Work to do ->
Reproduce, without any change, the lines of the listing below from the line containing "the suit lapel" up to and including the final line of the listing.
Start Task input
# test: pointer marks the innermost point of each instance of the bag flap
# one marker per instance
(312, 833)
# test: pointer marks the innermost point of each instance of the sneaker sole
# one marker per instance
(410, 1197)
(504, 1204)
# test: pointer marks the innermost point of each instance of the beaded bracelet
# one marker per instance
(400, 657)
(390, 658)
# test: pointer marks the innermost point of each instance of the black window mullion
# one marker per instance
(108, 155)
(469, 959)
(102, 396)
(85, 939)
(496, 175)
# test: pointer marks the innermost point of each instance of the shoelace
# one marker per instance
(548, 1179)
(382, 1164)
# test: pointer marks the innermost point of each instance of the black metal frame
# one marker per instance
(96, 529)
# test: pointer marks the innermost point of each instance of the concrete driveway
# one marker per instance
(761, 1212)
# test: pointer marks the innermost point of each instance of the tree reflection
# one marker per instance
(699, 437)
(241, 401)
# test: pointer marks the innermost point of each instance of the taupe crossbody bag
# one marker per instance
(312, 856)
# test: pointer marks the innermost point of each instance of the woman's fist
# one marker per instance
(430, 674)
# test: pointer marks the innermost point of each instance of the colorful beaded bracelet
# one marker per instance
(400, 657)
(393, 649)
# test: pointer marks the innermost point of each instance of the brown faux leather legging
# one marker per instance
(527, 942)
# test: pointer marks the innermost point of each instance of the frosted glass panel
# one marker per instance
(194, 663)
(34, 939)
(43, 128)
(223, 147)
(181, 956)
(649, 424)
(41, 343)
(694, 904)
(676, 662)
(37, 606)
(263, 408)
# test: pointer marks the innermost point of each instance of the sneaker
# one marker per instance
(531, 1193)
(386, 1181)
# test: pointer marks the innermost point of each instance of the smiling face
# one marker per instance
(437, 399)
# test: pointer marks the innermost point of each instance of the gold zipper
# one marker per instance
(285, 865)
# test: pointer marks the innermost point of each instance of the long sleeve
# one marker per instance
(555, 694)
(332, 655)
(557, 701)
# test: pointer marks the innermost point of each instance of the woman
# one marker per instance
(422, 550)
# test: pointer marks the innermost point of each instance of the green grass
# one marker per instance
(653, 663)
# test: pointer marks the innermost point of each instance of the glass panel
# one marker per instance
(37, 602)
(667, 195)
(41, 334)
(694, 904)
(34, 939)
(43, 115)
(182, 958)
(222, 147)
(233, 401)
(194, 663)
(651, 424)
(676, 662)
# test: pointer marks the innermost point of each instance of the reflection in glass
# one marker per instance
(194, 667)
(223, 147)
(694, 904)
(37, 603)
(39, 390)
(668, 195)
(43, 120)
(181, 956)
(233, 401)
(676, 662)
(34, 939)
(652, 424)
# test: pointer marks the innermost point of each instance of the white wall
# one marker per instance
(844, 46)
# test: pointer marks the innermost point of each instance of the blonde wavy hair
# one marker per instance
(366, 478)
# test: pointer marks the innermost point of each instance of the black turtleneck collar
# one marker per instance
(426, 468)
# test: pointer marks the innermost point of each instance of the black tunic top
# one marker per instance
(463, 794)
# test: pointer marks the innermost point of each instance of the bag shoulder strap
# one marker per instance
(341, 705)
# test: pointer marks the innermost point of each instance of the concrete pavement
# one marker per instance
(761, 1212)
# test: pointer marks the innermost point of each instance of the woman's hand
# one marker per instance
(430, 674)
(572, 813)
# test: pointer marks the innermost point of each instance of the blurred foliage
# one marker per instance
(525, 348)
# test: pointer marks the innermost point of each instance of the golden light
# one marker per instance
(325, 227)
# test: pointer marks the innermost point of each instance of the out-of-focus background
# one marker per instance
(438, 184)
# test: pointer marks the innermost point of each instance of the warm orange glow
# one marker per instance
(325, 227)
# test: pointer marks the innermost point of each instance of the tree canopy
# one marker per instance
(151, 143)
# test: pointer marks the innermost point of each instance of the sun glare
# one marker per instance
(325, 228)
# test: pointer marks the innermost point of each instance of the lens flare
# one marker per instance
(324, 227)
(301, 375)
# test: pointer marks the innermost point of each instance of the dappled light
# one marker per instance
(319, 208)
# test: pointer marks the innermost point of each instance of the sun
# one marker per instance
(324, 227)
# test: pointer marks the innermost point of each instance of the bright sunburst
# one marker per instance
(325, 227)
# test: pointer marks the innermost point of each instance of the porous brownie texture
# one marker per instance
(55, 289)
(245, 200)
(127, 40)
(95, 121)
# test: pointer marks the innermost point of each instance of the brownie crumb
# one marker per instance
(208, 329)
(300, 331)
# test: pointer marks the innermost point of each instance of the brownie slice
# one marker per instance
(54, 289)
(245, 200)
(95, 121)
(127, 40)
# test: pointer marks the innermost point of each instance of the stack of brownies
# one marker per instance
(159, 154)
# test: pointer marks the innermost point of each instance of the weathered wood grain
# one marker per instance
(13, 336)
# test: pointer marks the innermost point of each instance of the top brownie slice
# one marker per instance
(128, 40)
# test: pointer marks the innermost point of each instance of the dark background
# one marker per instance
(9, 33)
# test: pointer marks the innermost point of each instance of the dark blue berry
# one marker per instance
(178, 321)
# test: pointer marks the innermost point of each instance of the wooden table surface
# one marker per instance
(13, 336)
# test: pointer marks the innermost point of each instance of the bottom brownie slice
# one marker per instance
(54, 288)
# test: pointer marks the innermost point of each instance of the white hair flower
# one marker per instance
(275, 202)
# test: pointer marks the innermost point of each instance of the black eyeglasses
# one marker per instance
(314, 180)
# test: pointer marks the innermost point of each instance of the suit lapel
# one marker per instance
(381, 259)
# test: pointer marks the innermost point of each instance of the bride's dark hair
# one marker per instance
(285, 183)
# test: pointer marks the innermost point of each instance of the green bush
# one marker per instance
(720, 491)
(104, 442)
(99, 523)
End Task input
Exercise output ->
# test: pointer marks the innermost point of each instance of the suit lapel
# one marker per instance
(381, 259)
# test: pointer marks the innermost point of each instance of the bride's dark hair
# one marker per instance
(285, 183)
# test: pointer marks the innermost point of each instance of the green bush
# one marker per instance
(720, 491)
(104, 442)
(99, 523)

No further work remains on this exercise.